• [Written task] Report each line in the items below that contains the word "chandelier", copying the whole line. Case counts when matching.

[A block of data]
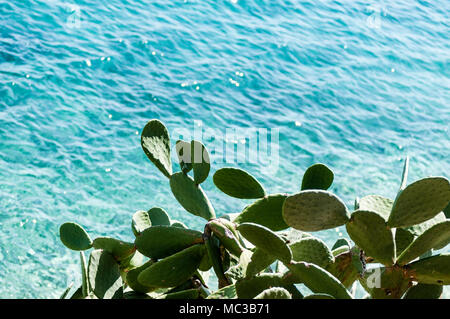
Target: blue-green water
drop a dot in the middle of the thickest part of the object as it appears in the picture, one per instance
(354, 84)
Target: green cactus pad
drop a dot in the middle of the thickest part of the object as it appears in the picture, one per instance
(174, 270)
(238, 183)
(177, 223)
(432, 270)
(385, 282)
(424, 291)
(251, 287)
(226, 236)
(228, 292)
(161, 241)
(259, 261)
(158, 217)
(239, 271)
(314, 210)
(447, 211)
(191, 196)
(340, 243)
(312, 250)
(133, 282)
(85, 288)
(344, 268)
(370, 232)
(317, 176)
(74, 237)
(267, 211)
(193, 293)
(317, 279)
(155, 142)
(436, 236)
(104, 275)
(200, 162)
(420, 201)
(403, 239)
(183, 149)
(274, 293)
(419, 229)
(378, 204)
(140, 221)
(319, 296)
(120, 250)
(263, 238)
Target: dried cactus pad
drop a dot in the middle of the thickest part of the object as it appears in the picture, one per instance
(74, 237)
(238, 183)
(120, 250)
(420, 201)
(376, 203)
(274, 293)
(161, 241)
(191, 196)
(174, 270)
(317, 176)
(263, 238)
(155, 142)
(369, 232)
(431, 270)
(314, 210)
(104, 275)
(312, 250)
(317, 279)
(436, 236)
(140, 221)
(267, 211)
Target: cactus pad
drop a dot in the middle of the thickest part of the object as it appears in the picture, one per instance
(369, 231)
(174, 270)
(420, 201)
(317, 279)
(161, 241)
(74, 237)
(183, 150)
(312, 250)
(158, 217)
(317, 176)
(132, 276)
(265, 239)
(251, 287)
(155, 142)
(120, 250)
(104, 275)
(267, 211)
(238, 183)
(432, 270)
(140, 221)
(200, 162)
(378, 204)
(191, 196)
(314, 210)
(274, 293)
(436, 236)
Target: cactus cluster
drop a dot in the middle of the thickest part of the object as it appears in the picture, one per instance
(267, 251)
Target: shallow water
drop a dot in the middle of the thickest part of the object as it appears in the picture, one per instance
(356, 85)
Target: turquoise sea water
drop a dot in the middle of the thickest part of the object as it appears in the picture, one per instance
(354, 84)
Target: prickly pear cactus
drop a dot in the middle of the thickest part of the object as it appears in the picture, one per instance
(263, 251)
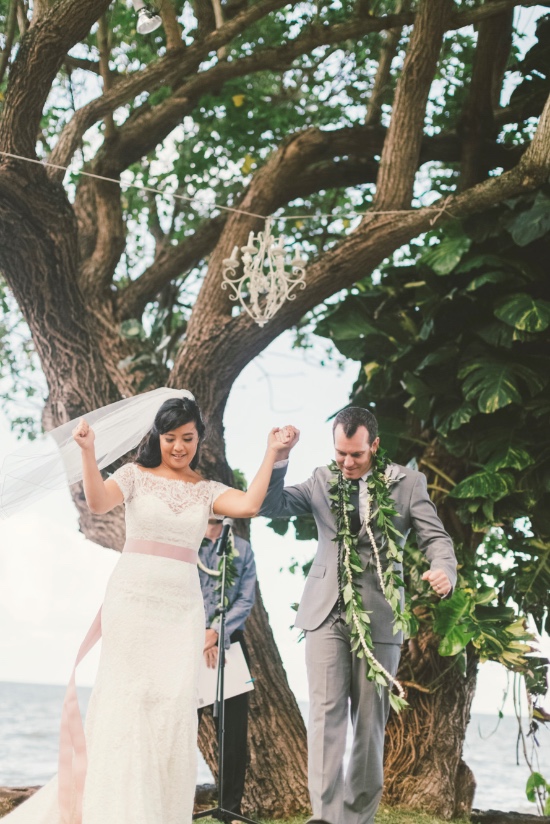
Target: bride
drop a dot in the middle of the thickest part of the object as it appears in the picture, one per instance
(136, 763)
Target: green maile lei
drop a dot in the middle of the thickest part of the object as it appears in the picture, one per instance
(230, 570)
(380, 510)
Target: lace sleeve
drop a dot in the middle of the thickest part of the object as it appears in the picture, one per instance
---
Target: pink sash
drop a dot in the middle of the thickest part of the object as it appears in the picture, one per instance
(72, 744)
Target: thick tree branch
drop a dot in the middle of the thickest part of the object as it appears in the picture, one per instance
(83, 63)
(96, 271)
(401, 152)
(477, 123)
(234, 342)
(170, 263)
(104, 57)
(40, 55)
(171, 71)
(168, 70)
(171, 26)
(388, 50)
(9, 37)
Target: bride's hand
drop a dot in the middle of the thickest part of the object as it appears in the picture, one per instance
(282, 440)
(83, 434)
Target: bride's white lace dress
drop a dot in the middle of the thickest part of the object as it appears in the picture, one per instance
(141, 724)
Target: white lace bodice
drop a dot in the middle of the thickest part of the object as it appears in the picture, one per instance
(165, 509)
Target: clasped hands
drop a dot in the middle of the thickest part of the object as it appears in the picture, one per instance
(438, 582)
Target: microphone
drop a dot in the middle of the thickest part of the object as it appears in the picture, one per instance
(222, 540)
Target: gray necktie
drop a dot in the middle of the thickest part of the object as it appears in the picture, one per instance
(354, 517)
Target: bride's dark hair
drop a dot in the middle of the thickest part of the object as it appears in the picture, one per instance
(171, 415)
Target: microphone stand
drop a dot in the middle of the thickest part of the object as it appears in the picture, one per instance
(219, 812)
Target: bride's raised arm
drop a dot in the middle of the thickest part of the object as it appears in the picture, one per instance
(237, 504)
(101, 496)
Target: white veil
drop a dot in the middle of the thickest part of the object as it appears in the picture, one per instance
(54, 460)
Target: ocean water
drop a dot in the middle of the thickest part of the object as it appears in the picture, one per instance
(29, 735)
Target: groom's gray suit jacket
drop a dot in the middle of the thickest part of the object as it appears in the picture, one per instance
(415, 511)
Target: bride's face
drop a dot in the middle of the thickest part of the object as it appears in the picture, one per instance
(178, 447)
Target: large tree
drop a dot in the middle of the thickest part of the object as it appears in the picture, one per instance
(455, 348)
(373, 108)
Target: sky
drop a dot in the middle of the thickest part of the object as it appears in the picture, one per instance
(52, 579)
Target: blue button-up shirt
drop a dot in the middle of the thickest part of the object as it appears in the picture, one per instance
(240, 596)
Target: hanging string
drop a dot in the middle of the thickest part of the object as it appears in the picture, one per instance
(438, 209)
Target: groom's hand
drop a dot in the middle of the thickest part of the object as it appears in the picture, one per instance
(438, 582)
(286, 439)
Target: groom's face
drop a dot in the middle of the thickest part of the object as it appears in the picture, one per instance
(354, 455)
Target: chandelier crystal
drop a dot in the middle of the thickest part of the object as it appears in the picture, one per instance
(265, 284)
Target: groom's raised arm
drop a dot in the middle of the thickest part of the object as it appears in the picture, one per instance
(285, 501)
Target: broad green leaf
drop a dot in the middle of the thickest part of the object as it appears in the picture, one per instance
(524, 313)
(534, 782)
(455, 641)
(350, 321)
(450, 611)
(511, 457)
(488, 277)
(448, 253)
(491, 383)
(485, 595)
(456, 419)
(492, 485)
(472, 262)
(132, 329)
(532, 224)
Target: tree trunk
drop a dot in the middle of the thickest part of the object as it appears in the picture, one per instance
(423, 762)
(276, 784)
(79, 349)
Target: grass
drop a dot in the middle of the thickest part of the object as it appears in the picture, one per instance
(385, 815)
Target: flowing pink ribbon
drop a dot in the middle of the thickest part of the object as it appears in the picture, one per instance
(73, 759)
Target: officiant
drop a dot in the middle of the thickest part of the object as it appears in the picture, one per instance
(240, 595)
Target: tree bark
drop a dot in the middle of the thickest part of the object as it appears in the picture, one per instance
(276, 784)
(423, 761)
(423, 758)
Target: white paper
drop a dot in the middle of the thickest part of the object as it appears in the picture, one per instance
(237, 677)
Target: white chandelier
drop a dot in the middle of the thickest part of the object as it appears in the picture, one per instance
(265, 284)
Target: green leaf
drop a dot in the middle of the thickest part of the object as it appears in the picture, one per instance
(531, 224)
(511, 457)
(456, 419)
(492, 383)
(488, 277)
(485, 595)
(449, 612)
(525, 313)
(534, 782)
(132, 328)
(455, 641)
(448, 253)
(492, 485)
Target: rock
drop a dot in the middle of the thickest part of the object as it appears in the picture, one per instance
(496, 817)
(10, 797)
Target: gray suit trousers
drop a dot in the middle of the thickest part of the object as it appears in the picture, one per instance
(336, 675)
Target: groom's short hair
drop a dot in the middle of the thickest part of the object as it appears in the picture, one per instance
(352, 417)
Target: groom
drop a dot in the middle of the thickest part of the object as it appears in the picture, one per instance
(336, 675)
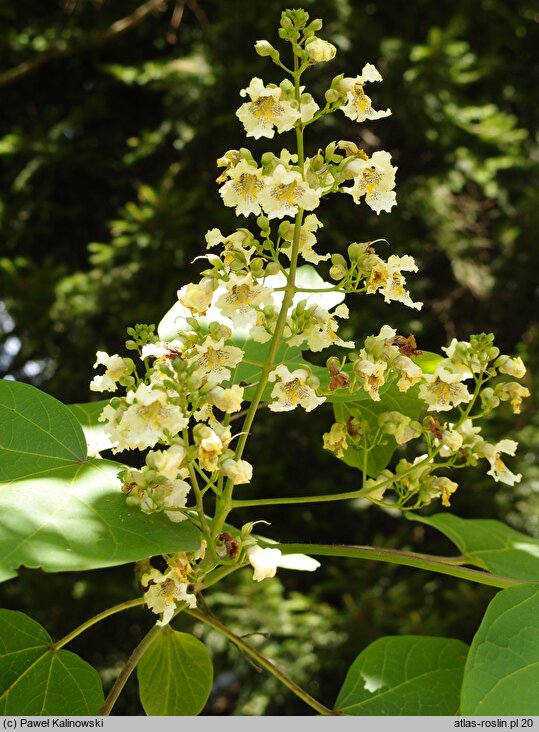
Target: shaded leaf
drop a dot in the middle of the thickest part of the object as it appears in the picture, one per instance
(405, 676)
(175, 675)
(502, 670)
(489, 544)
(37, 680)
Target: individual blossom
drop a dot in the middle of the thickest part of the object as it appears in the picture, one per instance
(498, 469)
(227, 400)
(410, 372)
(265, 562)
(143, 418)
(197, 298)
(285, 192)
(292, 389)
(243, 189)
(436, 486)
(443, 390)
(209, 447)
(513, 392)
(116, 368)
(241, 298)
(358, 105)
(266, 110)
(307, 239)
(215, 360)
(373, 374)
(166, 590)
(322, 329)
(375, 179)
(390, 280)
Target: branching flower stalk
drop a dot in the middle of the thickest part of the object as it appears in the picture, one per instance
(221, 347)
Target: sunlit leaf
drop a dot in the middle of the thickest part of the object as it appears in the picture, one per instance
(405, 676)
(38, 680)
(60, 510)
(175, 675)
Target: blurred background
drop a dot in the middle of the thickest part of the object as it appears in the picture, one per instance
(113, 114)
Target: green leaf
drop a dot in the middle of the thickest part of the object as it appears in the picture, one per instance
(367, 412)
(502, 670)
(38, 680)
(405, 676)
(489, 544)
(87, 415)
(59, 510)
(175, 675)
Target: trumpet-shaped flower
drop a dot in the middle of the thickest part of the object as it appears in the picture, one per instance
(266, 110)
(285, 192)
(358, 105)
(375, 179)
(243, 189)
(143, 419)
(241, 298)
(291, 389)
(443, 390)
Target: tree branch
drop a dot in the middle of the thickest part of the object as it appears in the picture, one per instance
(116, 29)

• [Problem solution]
Target: chandelier crystal
Target: white chandelier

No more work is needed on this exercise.